Copy verbatim the block of lines in the entries below whose first line contains "positive clicks: (545, 231)" and whose last line contains "rough mask: <svg". Leave out all other lines.

------ INFORMATION SUPPLIED

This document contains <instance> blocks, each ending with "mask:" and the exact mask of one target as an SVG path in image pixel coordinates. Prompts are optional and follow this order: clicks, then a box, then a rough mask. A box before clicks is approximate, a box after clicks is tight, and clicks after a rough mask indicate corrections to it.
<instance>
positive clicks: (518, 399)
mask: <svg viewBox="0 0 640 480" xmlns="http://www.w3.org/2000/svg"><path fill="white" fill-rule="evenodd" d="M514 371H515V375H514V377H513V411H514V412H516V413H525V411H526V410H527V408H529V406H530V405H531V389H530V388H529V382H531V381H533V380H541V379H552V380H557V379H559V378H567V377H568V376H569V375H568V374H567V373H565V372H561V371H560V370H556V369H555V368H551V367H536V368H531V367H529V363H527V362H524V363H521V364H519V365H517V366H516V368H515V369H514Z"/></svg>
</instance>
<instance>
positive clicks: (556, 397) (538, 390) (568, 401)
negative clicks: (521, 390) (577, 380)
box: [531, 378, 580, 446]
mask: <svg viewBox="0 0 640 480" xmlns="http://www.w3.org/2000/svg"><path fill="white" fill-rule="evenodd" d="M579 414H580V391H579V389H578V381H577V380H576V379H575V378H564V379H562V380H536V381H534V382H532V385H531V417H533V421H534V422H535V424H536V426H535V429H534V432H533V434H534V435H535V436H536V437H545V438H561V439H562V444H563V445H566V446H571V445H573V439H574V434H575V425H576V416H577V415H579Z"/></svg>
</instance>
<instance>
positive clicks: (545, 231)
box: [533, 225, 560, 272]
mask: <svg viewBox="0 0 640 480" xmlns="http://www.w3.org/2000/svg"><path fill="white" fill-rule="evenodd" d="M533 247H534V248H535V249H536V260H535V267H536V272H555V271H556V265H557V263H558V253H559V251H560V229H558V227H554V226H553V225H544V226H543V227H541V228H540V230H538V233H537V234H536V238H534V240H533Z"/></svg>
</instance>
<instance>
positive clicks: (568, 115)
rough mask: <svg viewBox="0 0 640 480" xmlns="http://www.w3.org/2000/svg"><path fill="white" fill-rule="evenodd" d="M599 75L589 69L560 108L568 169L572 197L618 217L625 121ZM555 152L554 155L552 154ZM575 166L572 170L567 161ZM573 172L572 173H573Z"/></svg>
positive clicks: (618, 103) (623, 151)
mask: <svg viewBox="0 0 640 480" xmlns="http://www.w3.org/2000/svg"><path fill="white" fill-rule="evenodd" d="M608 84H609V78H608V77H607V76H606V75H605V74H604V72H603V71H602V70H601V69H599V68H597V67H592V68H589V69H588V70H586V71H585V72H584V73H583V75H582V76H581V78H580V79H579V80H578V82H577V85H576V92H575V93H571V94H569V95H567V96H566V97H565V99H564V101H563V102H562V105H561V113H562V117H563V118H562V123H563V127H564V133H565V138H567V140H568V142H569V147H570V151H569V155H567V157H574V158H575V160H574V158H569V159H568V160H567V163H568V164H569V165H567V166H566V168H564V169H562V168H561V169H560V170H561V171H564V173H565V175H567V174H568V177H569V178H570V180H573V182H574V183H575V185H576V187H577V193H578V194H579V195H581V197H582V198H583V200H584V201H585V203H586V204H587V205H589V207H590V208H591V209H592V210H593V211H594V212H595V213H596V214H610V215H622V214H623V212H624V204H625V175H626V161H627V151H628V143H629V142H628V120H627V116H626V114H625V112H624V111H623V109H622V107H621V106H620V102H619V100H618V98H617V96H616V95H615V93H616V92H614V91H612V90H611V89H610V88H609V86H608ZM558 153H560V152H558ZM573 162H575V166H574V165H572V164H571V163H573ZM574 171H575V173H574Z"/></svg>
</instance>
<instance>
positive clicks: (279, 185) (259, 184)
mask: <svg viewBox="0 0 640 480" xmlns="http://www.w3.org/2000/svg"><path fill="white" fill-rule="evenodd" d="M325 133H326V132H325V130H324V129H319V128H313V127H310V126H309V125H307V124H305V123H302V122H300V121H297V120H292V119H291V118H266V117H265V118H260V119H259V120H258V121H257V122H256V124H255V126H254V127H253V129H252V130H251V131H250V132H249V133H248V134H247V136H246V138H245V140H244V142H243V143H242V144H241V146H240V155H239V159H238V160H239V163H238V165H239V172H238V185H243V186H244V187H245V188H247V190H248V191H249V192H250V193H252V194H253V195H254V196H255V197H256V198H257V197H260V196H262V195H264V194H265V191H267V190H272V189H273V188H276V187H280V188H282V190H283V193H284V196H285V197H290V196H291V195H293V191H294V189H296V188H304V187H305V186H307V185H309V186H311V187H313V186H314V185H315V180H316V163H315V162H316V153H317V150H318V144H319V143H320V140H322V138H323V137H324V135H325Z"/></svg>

------------

▶ [RESPONSE AREA]:
positive clicks: (545, 231)
box: [533, 225, 560, 272]
mask: <svg viewBox="0 0 640 480" xmlns="http://www.w3.org/2000/svg"><path fill="white" fill-rule="evenodd" d="M533 247H534V248H535V249H536V260H535V267H536V272H555V271H556V265H557V263H558V253H559V251H560V229H558V227H554V226H553V225H544V226H543V227H541V228H540V230H538V233H537V234H536V238H534V240H533Z"/></svg>
</instance>
<instance>
positive clicks: (568, 115)
rough mask: <svg viewBox="0 0 640 480" xmlns="http://www.w3.org/2000/svg"><path fill="white" fill-rule="evenodd" d="M599 75L589 69L560 108L568 169L572 197L618 217L625 121ZM555 152L554 155L552 154ZM575 166L572 170L567 161ZM573 172L572 173H573Z"/></svg>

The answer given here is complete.